### The problem
Could you write out the records below exactly as they appear?

### Supplied data
──────────
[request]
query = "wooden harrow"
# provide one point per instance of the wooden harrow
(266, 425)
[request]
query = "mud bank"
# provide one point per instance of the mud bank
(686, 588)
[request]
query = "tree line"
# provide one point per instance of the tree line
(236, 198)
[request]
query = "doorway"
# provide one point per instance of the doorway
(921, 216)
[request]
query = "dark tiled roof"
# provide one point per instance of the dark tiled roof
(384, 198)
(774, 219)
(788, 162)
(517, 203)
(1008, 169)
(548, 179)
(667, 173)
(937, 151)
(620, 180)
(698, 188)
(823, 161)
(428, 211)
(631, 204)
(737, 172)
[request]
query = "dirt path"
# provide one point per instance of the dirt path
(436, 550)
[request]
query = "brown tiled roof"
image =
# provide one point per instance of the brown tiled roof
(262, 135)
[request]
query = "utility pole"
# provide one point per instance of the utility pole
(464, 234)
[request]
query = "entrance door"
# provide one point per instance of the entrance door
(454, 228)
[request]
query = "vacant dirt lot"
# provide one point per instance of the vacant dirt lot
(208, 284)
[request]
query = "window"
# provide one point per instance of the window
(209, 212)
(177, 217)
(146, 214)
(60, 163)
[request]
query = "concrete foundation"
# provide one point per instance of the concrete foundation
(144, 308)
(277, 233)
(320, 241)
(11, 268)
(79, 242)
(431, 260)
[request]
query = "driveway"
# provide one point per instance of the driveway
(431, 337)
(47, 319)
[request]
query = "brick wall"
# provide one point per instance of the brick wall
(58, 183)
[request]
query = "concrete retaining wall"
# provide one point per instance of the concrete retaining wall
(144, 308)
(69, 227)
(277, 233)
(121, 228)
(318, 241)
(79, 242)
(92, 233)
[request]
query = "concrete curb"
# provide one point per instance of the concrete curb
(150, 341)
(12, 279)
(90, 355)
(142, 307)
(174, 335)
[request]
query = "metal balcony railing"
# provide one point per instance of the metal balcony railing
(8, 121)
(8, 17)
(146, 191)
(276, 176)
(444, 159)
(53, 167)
──────────
### Result for this task
[request]
query = "wooden harrow"
# provide one point per instance of the wooden harrow
(266, 425)
[request]
query = "mud bank"
# provide one point per instance of the mud bank
(686, 588)
[request]
query = "tree line"
# provide one point per instance of the tree line
(236, 198)
[request]
query = "doorway"
# provide one point per instance of the doorway
(921, 216)
[request]
query = "dark tiled roof"
# provide one point per instance of the dark tiled roof
(384, 198)
(774, 219)
(788, 162)
(517, 203)
(1008, 169)
(548, 179)
(667, 173)
(937, 151)
(620, 180)
(698, 188)
(823, 161)
(428, 211)
(631, 204)
(737, 172)
[request]
query = "dirt path"
# provide one point per instance of the dirt path
(436, 550)
[request]
query = "brown tiled roof"
image =
# provide one point per instance of the brown tiled roof
(262, 135)
[request]
query = "utility pole"
# provide one point per instance of the utility pole
(464, 234)
[request]
query = "entrance door"
# provide one point per instance of the entrance door
(454, 228)
[request]
query = "vacant dirt lot"
# provide one point per instance of the vacant dirt lot
(208, 284)
[request]
query = "window"
# provide one point per instance of the window
(209, 212)
(177, 217)
(146, 214)
(60, 163)
[request]
query = "concrete foundation"
# provide one point per instance of the concrete foundation
(144, 308)
(277, 233)
(320, 241)
(11, 268)
(79, 242)
(431, 260)
[request]
query = "driveway"
# provide one point per instance of the driveway
(431, 337)
(47, 319)
[request]
query = "brick wall"
# provide one point per instance of the brick wall
(58, 183)
[request]
query = "concrete retaining wall"
# provide one point per instance of the concrete retaining wall
(144, 308)
(69, 227)
(277, 233)
(121, 228)
(318, 241)
(79, 242)
(92, 233)
[request]
query = "concrete curb"
# provide one point per instance of the concrete curb
(150, 341)
(12, 279)
(90, 355)
(142, 307)
(174, 335)
[request]
query = "metal balcony railing"
# provide one point per instance of the metal balcony railing
(8, 121)
(8, 17)
(146, 191)
(276, 176)
(444, 159)
(53, 167)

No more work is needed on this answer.